Records
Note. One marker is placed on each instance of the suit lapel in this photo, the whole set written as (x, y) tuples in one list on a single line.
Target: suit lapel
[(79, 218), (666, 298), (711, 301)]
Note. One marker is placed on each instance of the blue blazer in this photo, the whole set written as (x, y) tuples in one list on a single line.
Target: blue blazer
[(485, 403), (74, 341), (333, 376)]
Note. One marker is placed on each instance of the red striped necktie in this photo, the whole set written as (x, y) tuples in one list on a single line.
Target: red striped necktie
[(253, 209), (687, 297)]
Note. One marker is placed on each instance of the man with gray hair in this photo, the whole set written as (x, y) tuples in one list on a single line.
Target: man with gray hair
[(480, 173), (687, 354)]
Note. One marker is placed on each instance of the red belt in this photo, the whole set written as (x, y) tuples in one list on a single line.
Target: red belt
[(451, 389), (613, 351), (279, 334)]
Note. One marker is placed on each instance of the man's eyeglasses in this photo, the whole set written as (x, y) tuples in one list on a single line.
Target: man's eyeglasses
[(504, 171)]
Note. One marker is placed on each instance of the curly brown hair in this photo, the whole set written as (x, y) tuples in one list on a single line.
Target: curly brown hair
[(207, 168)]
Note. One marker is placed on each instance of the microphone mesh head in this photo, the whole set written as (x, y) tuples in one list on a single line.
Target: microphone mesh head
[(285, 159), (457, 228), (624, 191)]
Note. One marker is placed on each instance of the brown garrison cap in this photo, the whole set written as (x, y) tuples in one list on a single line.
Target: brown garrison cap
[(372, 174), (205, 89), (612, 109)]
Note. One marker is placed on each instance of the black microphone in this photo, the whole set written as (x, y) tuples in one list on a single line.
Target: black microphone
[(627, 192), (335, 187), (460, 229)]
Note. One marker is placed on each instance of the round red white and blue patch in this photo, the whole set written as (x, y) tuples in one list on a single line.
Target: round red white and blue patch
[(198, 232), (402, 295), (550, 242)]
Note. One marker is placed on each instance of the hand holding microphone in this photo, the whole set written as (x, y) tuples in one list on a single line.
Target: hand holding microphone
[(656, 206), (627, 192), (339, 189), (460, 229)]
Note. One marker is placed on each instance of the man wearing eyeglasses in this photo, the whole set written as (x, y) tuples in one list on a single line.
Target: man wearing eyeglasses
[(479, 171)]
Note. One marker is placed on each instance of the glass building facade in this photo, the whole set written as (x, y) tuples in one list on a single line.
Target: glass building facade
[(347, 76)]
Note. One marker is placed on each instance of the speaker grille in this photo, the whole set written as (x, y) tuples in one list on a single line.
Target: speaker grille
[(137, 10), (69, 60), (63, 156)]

Problem:
Update the records above so that every occurrence of "red belt" becomes "leather belt". Leave all other text as it stands.

Exercise output:
Note. One marker is placed on each instance of the suit lapel in this photo, the whole set written as (x, y) tuples in one list on a single line.
Target: suit lapel
[(79, 218), (666, 298), (711, 301)]
Note. One marker is placed on each instance of the blue blazer in this photo, the whole set written as (x, y) tuples in one list on a single line.
Target: blue blazer
[(485, 403), (74, 341), (333, 376)]
Note. One marker is placed on each instance of the red striped necktie in this photo, the whole set written as (x, y) tuples in one list on a single line.
Target: red striped necktie
[(253, 209), (687, 297)]
Note. One marker is placed on each instance of the man with gray hair in this photo, the whole set written as (x, y) tuples in one list on a single line.
Target: man with gray hair
[(480, 173), (687, 354)]
Note. One marker is placed on each instance of the leather belt in this photo, the whole set written as (x, y) tuples in one list on a single line.
Target: leather belt
[(451, 389), (613, 351), (279, 334)]
Note. One marker is placed on each instance of the man's eyeglasses in this photo, the whole set written as (x, y) tuples in one list on a single line.
Target: man's eyeglasses
[(504, 171)]
Note. One marker is placed on each instance of the curly brown hair in this photo, the whole set written as (x, y) tuples in one list on a single line.
Target: curly brown hair
[(207, 168)]
Note. One marker is placed on each instance of the microphone mesh head in this photo, the whole set written as (x, y) tuples in one list on a single line.
Target: microphone mesh head
[(285, 159), (457, 228), (624, 191)]
Note. One marker is placed on each instance of the brown garrison cap in this photo, the whole set written as (x, y) tuples in one list on a single line.
Target: brown garrison cap
[(372, 174), (205, 89), (612, 109)]
Note. One marker is placed on each instance of the black microphone in this photo, the whole set written as (x, y) tuples in one list on a single line.
Target: black microphone
[(627, 192), (335, 187), (460, 229)]
Note. One marker is placed on each instance of the round red white and blue patch in this photo, the whole set written as (x, y) tuples in one list on a single line.
Target: round red white and blue patch
[(198, 232), (402, 295), (550, 242)]
Note. One marker is placed on each instance of the hand holding microphone in this photo, the whole set written as (x, y) tuples in one list on a single line.
Target: hand holding microphone
[(656, 206), (627, 192), (339, 189), (460, 229)]
Note. One marker is placed on each instance of the man wearing eyeglasses in this photo, the whole set written as (x, y) tuples in one list on a single line.
Target: man wearing eyeglasses
[(479, 171)]
Note. One marker is placed on each instance of the glass building facade in this photo, the whole set written as (x, y) tuples in one list on a single line.
Target: glass building facade
[(347, 76)]
Note. One marker is placed on each instance of the speaker grille in this photo, the whole set written as (x, y) tuples in one list on a single line.
Target: speaker grille
[(137, 10), (69, 60), (63, 156)]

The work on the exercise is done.